**提示された文章:**
◆ ◆ ◆

ISHIBASHI wrote in message < 8rklnc$9g7$1@bgsv5905.tk.mesh.ad.jp> ...
> そして、特定多数人とはどの程度の範囲の集団かと考える時は、
> 著作者の利益と他の人の自由使用とのバランスをとりつつ文化
> の発展を図るという著作権制度の趣旨も考慮して解釈する訳です。


著作権法が、「著作者の利益と他の人の自由使用との
バランスをとりつつ文化の発展を図る」趣旨であることには
異存はないのですが、それによって具体的事例に関して、
どの程度フレキシブルな対応ができるかというと、
公衆の解釈でフレキシブルになる範囲は
殆どないのではないかと思います。

例えば、具体的に著作物Aの複製物が他人Bに譲渡されたとして、
それが、著作者の利益にとってどう影響するかは、
第一に、著作物Aの性質によります、
また複製物の複製としての完成度にもよるでしょう、
譲渡先がどのような人かに関しては、
むしろ相関が薄いのではないかと思います。
したがって、個別事例でバランスだけを考えると、
実は、著作物の性質などをも考慮したことになり、
法律で許される裁量の範囲を越えるのではないかと思います。
実際、完全にバランスだけで考えれば、それは、
河野さんが主張する「公正利用」の概念と殆ど同じになります。
(そしてそれは現行の法律では担保されていない)

◆ ◆ ◆

**データセットに収録された項目:**
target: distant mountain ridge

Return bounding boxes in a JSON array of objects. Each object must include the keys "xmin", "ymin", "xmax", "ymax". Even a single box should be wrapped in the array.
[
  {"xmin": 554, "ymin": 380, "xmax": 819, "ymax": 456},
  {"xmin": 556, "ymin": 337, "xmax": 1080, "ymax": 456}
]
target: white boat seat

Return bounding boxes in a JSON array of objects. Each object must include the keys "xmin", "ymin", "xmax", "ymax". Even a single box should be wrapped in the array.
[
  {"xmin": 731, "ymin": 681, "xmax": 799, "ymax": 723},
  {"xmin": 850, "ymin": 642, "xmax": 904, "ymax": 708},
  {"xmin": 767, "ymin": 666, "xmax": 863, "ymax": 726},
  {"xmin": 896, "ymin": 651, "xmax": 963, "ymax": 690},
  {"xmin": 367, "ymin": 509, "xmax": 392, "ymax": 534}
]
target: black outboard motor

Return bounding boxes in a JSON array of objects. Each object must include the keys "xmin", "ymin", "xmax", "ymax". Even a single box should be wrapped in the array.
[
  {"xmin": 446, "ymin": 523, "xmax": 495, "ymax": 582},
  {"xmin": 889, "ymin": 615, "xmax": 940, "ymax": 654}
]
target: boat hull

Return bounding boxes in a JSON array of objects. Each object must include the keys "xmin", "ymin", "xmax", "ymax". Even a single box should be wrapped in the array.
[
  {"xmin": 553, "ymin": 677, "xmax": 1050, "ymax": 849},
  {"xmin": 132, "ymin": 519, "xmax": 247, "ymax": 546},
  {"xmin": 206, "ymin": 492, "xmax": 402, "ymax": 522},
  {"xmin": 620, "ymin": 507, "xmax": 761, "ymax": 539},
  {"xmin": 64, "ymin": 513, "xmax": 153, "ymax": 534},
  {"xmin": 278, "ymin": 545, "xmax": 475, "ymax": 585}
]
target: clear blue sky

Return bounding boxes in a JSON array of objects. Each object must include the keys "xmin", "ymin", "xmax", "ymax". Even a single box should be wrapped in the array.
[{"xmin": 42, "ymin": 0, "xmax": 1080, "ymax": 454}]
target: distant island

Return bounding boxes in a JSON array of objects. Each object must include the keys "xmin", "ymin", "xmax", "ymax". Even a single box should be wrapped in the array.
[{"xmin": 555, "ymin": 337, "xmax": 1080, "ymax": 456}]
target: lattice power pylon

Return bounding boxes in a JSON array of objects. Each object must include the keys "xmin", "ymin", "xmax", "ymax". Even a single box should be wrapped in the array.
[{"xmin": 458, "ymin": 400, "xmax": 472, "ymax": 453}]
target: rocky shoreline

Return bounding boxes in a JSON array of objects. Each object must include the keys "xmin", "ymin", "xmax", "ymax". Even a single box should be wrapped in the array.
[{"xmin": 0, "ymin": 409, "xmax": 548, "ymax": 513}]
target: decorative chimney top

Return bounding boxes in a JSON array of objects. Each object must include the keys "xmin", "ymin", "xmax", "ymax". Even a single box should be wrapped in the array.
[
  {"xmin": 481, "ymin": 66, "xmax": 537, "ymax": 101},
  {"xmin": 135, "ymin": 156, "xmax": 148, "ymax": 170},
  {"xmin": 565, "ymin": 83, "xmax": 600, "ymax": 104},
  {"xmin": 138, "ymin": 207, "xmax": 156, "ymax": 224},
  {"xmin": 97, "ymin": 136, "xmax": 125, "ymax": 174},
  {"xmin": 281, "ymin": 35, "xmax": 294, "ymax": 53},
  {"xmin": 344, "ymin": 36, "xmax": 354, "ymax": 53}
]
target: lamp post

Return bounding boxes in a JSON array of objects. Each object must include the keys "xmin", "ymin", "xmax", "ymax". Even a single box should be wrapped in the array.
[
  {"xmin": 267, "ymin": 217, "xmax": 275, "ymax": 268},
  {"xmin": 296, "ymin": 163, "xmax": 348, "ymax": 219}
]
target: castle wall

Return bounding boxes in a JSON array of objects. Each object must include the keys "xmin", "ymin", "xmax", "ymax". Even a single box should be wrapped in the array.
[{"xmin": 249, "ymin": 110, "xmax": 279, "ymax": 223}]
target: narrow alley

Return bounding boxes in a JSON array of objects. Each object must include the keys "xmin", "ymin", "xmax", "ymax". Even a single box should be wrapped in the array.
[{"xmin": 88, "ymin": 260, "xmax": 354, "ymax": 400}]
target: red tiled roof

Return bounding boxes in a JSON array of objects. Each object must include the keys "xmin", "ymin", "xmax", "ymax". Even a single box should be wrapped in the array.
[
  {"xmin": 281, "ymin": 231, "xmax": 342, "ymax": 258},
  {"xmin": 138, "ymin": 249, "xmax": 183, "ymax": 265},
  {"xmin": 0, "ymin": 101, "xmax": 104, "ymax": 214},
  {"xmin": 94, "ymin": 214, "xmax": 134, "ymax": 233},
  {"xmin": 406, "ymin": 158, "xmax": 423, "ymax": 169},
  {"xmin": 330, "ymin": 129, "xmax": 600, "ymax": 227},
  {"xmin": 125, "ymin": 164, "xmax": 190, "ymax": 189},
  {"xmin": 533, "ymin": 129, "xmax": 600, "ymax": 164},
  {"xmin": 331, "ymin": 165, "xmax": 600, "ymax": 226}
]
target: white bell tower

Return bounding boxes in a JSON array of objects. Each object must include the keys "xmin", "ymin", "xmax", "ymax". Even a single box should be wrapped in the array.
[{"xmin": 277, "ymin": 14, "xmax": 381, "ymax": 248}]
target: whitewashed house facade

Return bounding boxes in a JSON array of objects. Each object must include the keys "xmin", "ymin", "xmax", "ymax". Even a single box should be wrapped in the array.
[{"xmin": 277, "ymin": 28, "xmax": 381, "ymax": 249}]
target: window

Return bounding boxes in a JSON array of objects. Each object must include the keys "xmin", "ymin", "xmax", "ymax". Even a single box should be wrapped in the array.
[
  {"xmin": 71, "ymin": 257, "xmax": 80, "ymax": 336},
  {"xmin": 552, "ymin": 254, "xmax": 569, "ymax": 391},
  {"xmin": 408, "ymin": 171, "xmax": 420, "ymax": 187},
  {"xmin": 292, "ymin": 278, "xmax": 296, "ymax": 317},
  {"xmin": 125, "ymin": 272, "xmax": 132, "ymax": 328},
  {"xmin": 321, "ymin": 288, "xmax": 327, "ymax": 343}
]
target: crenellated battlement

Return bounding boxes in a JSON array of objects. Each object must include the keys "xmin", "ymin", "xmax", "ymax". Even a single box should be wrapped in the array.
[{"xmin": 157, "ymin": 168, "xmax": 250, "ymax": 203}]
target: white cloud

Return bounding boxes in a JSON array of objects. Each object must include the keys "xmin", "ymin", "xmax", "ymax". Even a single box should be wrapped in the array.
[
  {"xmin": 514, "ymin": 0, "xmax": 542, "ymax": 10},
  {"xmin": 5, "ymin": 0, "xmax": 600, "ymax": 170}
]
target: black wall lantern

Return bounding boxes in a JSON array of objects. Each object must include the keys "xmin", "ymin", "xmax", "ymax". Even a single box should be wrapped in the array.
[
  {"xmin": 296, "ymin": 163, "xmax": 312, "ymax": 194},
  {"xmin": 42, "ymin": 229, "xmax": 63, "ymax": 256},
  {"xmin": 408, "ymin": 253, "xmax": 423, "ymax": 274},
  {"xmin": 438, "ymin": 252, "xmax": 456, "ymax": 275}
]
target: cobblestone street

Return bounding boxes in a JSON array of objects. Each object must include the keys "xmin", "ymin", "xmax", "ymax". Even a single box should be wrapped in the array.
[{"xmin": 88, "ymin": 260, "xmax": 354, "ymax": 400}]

◆ ◆ ◆

**課題:** 著作権法における「公衆」の解釈を論じた文章を、最後の一文の後から書き継いでもらえますか？

**課題の結果:**
逆に著作物Aに関しての性質に立ち入らずに、
抽象的にバランスを考えるとすると、
抽象的著作物Aとして何を想定するかによって、
答が大きく変わってきます。

映画、音楽、テレビ番組、本などに共通する
抽象的著作物などというものを考えるのに、
どれだけの意味があるのでしょうか?
それとも、映画、音楽、テレビ番組、本などで、
別のバランス点を考える、すなわち公衆の定義を変える、
等ということが、現行の法律で可能なのでしょうか?

こう考えると、現行の著作権法は、
具体的な著作権侵害の境界線を引くことを
そもそも予定しているのかという疑問が沸いてきます。

著作権侵害は親告罪です。
親告罪というと、婦女暴行のような陰湿な犯罪が思い浮かび、
告訴されないからよいと言うものではない、
と考えがちですが、こと著作権法に関しては、
もっとも広く著作権を設定したい人も適正に権利が主張でき、
著作権者の考え次第で自由に権利主張の範囲を
縮小できるようになっていると考えるべきでしょう。

そう考えると、現在のような著作権法では、
著作者が、著作権主張の範囲を明らかにしないのは、
著作物利用者に対して失礼な態度である、
という自覚を持つ必要があるのかもしれません。